▽

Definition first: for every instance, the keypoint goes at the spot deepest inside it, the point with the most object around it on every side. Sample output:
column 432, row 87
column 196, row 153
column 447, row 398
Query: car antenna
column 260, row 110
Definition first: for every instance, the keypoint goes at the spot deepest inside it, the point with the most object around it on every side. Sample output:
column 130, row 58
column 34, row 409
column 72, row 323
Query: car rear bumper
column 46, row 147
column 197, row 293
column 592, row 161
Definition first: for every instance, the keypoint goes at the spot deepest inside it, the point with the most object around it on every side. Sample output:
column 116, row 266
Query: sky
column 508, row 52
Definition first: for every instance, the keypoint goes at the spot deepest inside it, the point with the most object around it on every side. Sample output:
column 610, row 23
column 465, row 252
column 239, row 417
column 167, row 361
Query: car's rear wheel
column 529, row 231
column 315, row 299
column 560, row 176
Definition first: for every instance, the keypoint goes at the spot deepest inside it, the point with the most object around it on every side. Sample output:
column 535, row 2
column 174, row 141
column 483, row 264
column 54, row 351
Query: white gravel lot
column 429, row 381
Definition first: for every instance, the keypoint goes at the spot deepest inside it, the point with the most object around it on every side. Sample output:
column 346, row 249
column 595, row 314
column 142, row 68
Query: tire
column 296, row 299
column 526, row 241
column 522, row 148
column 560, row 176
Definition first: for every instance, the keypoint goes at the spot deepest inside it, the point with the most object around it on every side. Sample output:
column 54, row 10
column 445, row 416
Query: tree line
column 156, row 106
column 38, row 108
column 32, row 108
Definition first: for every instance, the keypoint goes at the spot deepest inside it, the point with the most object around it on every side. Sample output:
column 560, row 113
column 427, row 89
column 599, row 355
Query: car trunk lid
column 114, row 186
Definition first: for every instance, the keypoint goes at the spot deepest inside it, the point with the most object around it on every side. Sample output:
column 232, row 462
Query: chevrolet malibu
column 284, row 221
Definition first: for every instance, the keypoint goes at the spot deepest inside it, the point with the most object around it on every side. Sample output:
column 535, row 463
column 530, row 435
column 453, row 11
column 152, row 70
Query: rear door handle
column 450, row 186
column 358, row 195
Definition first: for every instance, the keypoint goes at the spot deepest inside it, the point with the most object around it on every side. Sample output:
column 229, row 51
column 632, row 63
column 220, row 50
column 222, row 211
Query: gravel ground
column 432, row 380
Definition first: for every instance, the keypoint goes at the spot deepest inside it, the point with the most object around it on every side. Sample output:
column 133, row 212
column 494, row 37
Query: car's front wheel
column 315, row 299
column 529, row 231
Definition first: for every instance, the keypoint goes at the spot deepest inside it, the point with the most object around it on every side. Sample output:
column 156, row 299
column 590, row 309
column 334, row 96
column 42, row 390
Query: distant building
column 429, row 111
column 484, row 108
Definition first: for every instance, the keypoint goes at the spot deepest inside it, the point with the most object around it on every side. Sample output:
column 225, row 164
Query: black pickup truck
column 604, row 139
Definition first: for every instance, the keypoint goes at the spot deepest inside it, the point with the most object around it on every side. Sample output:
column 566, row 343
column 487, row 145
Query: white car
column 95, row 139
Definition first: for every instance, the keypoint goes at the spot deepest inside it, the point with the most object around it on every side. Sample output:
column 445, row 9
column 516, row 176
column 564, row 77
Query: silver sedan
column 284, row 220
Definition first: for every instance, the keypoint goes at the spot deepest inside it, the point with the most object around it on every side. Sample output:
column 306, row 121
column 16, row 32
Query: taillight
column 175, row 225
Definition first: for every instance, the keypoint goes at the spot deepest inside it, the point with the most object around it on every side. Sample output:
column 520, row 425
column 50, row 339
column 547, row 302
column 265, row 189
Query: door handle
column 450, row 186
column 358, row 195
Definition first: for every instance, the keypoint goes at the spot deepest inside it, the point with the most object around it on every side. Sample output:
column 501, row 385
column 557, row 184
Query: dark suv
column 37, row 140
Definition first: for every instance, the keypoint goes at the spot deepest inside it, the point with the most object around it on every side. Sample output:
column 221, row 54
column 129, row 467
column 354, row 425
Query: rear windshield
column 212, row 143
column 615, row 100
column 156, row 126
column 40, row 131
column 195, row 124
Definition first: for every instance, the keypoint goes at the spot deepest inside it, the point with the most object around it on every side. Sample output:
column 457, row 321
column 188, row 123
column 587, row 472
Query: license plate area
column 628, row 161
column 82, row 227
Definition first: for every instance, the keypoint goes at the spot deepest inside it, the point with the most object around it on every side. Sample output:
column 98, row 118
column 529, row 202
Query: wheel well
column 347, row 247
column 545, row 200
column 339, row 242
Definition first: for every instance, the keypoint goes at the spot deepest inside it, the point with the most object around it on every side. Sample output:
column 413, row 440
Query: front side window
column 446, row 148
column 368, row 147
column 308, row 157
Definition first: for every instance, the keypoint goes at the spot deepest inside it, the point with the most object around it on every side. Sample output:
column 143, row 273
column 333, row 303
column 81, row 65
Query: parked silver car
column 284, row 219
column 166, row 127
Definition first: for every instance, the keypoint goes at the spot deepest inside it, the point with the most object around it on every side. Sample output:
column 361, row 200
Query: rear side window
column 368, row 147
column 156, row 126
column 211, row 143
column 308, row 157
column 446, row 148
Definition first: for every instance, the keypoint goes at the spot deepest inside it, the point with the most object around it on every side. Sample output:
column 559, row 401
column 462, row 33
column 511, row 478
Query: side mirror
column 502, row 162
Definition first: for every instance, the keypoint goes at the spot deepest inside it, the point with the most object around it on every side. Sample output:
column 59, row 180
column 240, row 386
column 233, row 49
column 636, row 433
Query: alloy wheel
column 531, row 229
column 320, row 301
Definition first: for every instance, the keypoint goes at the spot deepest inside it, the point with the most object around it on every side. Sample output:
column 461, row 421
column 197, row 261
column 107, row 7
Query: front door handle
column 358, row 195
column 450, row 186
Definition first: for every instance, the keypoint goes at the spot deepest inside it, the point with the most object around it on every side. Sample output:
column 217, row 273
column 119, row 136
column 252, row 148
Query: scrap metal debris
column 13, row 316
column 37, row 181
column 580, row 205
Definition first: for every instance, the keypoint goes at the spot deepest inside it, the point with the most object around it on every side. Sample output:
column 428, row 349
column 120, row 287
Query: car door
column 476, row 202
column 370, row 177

△

### Brief
Render every line of the records above as a JSON array of strings, one string per line, leaving out blank lines.

### Response
[
  "Definition first: for every instance, the keypoint goes at the spot deepest inside it, the point with the most object around it on every side. Sample output:",
  "column 432, row 87",
  "column 196, row 153",
  "column 447, row 398",
  "Query: car antenna",
  "column 260, row 110",
  "Definition first: for every instance, the keypoint goes at the spot deepest inside it, the point with the most object around it on every side. Sample output:",
  "column 130, row 58",
  "column 34, row 409",
  "column 72, row 323",
  "Query: car rear bumper",
  "column 46, row 147",
  "column 197, row 293",
  "column 592, row 161",
  "Definition first: for every instance, the keypoint goes at the spot deepest inside it, the point with the most object around it on every side. Sample output:",
  "column 116, row 266",
  "Query: sky",
  "column 508, row 52",
  "Definition first: for every instance, the keypoint goes at the spot deepest inside it, the point with the most object around it on every side. Sample output:",
  "column 610, row 23",
  "column 465, row 252",
  "column 239, row 417",
  "column 167, row 361",
  "Query: car's rear wheel",
  "column 529, row 231",
  "column 315, row 299",
  "column 560, row 176",
  "Definition first: for every instance, the keypoint goes at the spot deepest inside it, the point with the most object around it on every side. Sample output:",
  "column 535, row 2",
  "column 174, row 141",
  "column 483, row 264",
  "column 54, row 351",
  "Query: white gravel lot",
  "column 429, row 381",
  "Definition first: for every instance, the keypoint goes at the spot deepest inside it, the point with the most object around it on every side. Sample output:",
  "column 346, row 249",
  "column 595, row 314",
  "column 142, row 68",
  "Query: tire",
  "column 296, row 299",
  "column 526, row 241",
  "column 522, row 148",
  "column 560, row 176",
  "Definition first: for every instance, the keypoint goes at the spot deepest inside it, the point with the most object around it on every side. Sample output:",
  "column 54, row 10",
  "column 445, row 416",
  "Query: tree line",
  "column 156, row 106",
  "column 38, row 108",
  "column 32, row 108",
  "Definition first: for every instance, the keypoint goes at the spot deepest inside it, the point with the most object around it on every side. Sample output:",
  "column 560, row 113",
  "column 427, row 89",
  "column 599, row 355",
  "Query: car trunk lid",
  "column 114, row 186",
  "Definition first: for every instance, the keypoint goes at the spot deepest inside it, the point with the most object around it on every side. Sample output:",
  "column 232, row 462",
  "Query: chevrolet malibu",
  "column 284, row 221",
  "Definition first: for every instance, the keypoint goes at the spot deepest inside it, the point with the most object around it on every side. Sample output:",
  "column 535, row 463",
  "column 530, row 435",
  "column 453, row 11",
  "column 152, row 70",
  "Query: rear door handle",
  "column 450, row 186",
  "column 358, row 195",
  "Definition first: for every instance, the keypoint goes at the spot deepest inside it, the point with the most object around it on every side. Sample output:",
  "column 229, row 51",
  "column 632, row 63",
  "column 220, row 50",
  "column 222, row 211",
  "Query: gravel ground",
  "column 432, row 380",
  "Definition first: for every instance, the keypoint goes at the spot deepest inside it, the point with the most object around it on every side. Sample output:",
  "column 133, row 212",
  "column 494, row 37",
  "Query: car's front wheel",
  "column 315, row 299",
  "column 529, row 231",
  "Definition first: for every instance, the keypoint goes at the spot deepest inside it, the point with the most object around it on every side. Sample output:",
  "column 156, row 299",
  "column 590, row 309",
  "column 334, row 96",
  "column 42, row 390",
  "Query: distant building",
  "column 429, row 111",
  "column 484, row 108",
  "Definition first: for every instance, the keypoint goes at the spot deepest inside it, the point with the most object around it on every side. Sample output:",
  "column 225, row 164",
  "Query: black pickup truck",
  "column 604, row 139",
  "Definition first: for every instance, the keypoint goes at the spot deepest inside it, the point with the most object around it on every side. Sample output:",
  "column 566, row 343",
  "column 487, row 145",
  "Query: white car",
  "column 95, row 139",
  "Definition first: for every instance, the keypoint goes at the spot deepest inside it, the point with the most object around it on every side. Sample output:",
  "column 445, row 9",
  "column 516, row 176",
  "column 564, row 77",
  "Query: silver sedan",
  "column 284, row 220",
  "Definition first: for every instance, the keypoint goes at the spot deepest inside it, the point with the most object around it on every side. Sample output:",
  "column 306, row 121",
  "column 16, row 32",
  "Query: taillight",
  "column 175, row 225",
  "Definition first: for every instance, the keypoint goes at the spot deepest inside it, the point with the most object around it on every side. Sample output:",
  "column 520, row 425",
  "column 50, row 339",
  "column 547, row 302",
  "column 265, row 189",
  "Query: door handle",
  "column 450, row 186",
  "column 358, row 195",
  "Definition first: for every instance, the keypoint goes at the spot deepest inside it, the point with the most object around it on every side. Sample output:",
  "column 501, row 385",
  "column 557, row 184",
  "Query: dark suv",
  "column 37, row 140",
  "Definition first: for every instance, the keypoint goes at the spot deepest inside it, the point with the most object around it on every side. Sample output:",
  "column 221, row 54",
  "column 129, row 467",
  "column 354, row 425",
  "Query: rear windshield",
  "column 212, row 143",
  "column 615, row 100",
  "column 156, row 126",
  "column 40, row 131",
  "column 195, row 124",
  "Definition first: for every instance, the keypoint goes at the spot deepest inside it, the point with the most object around it on every side. Sample output:",
  "column 457, row 321",
  "column 188, row 123",
  "column 587, row 472",
  "Query: license plate area",
  "column 628, row 161",
  "column 82, row 227",
  "Definition first: for every instance, the keypoint goes at the spot deepest inside it, the point with the most object around it on every side. Sample output:",
  "column 98, row 118",
  "column 529, row 202",
  "Query: wheel well",
  "column 347, row 247",
  "column 545, row 200",
  "column 339, row 242",
  "Definition first: for every instance, the keypoint goes at the spot deepest inside it, the point with the most object around it on every side. Sample output:",
  "column 413, row 440",
  "Query: front side window",
  "column 446, row 148",
  "column 368, row 147",
  "column 308, row 157",
  "Definition first: for every instance, the keypoint goes at the spot deepest inside it, the point with the most object around it on every side. Sample output:",
  "column 143, row 273",
  "column 333, row 303",
  "column 81, row 65",
  "Query: parked silver car",
  "column 284, row 219",
  "column 166, row 127",
  "Definition first: for every instance, the keypoint goes at the spot deepest inside it, the point with the most object around it on every side. Sample output:",
  "column 361, row 200",
  "Query: rear side window",
  "column 368, row 147",
  "column 156, row 126",
  "column 211, row 143",
  "column 308, row 157",
  "column 446, row 148",
  "Definition first: for every instance, the keypoint goes at the spot deepest inside it, the point with the most object around it on every side. Sample output:",
  "column 559, row 401",
  "column 462, row 33",
  "column 511, row 478",
  "Query: side mirror",
  "column 502, row 162",
  "Definition first: for every instance, the keypoint goes at the spot deepest inside it, the point with the most object around it on every side. Sample output:",
  "column 59, row 180",
  "column 240, row 386",
  "column 233, row 49",
  "column 636, row 433",
  "Query: alloy wheel",
  "column 531, row 229",
  "column 320, row 301",
  "Definition first: for every instance, the keypoint goes at the spot deepest inside it, the point with the most object around it on every side. Sample output:",
  "column 461, row 421",
  "column 197, row 261",
  "column 107, row 7",
  "Query: front door handle",
  "column 358, row 195",
  "column 450, row 186",
  "Definition first: for every instance, the keypoint goes at the spot deepest inside it, the point with the most object around it on every side. Sample output:",
  "column 217, row 273",
  "column 119, row 136",
  "column 252, row 148",
  "Query: scrap metal debris",
  "column 13, row 316",
  "column 37, row 181",
  "column 580, row 205",
  "Definition first: for every instance, the keypoint goes at the spot deepest inside it, the point with the most object around it on every side. Sample output:",
  "column 428, row 349",
  "column 120, row 287",
  "Query: car door",
  "column 476, row 202",
  "column 370, row 177"
]